> _Input records_
......
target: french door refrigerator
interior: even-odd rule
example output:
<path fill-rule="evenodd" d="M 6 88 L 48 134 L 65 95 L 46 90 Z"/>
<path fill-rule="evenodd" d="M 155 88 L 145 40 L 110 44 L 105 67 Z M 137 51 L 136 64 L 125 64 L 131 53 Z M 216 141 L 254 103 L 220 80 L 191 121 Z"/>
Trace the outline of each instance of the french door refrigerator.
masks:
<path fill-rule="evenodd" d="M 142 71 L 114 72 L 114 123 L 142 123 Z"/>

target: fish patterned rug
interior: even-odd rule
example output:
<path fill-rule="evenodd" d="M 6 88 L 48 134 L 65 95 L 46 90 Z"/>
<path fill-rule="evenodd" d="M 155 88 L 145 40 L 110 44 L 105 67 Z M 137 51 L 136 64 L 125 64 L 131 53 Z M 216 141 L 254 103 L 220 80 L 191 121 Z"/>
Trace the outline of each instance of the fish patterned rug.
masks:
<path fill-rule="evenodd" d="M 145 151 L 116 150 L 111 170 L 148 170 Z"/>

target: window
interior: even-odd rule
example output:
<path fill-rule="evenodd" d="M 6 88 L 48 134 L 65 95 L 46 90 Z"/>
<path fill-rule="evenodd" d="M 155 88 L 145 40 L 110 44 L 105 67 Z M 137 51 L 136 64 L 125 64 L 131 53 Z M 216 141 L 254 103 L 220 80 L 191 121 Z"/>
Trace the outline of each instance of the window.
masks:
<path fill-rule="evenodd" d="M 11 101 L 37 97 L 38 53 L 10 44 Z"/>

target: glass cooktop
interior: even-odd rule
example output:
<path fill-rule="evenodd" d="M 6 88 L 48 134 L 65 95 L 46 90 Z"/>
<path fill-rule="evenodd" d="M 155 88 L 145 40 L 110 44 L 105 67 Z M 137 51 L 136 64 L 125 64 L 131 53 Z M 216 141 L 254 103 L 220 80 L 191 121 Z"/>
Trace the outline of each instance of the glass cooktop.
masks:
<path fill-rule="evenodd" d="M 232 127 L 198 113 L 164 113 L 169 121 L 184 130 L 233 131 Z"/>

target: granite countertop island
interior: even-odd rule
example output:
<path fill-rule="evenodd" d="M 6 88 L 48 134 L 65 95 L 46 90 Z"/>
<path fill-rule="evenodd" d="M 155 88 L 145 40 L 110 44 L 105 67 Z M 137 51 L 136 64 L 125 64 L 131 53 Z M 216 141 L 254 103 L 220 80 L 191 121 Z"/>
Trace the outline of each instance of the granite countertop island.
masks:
......
Reproduce all of the items above with "even-odd rule" swapped for "nonzero winding rule" at each occurrence, keeping everything else the same.

> _Finished task_
target: french door refrigerator
interior: nonzero winding rule
example output:
<path fill-rule="evenodd" d="M 6 88 L 48 134 L 65 95 L 46 90 Z"/>
<path fill-rule="evenodd" d="M 155 88 L 145 40 L 110 44 L 105 67 Z M 137 51 L 136 64 L 125 64 L 131 53 Z M 216 141 L 254 103 L 220 80 L 191 121 Z"/>
Trace the outline of each instance of the french door refrigerator.
masks:
<path fill-rule="evenodd" d="M 142 71 L 114 72 L 114 123 L 142 123 Z"/>

target: fish patterned rug
interior: nonzero winding rule
example output:
<path fill-rule="evenodd" d="M 6 88 L 48 134 L 65 95 L 46 90 Z"/>
<path fill-rule="evenodd" d="M 155 88 L 145 40 L 110 44 L 105 67 Z M 137 51 L 136 64 L 125 64 L 131 53 Z M 216 141 L 254 103 L 220 80 L 191 121 Z"/>
Trace the outline of each instance of the fish patterned rug.
masks:
<path fill-rule="evenodd" d="M 145 151 L 116 150 L 111 170 L 148 170 Z"/>

target: window
interior: nonzero winding rule
example output:
<path fill-rule="evenodd" d="M 6 88 L 48 134 L 65 95 L 46 90 Z"/>
<path fill-rule="evenodd" d="M 155 88 L 145 40 L 110 44 L 105 67 Z M 137 51 L 136 64 L 125 64 L 131 53 Z M 216 141 L 254 103 L 220 80 L 191 121 Z"/>
Trace the outline of each instance of the window.
masks:
<path fill-rule="evenodd" d="M 11 101 L 37 97 L 38 53 L 10 44 Z"/>

target: glass cooktop
interior: nonzero winding rule
example output:
<path fill-rule="evenodd" d="M 6 88 L 48 134 L 65 95 L 46 90 Z"/>
<path fill-rule="evenodd" d="M 155 88 L 145 40 L 110 44 L 105 67 Z M 137 51 L 136 64 L 125 64 L 131 53 Z M 216 141 L 254 103 L 220 80 L 191 121 Z"/>
Trace the outline of each instance of the glass cooktop.
masks:
<path fill-rule="evenodd" d="M 232 127 L 198 113 L 164 113 L 169 121 L 184 130 L 233 131 Z"/>

target: granite countertop island
interior: nonzero winding rule
example output:
<path fill-rule="evenodd" d="M 6 88 L 48 134 L 65 95 L 46 90 Z"/>
<path fill-rule="evenodd" d="M 155 88 L 145 40 L 110 44 L 105 67 Z M 137 51 L 136 64 L 125 64 L 131 53 Z M 216 141 L 254 103 L 220 80 L 191 121 Z"/>
Trace the outline of each instance of the granite countertop island.
masks:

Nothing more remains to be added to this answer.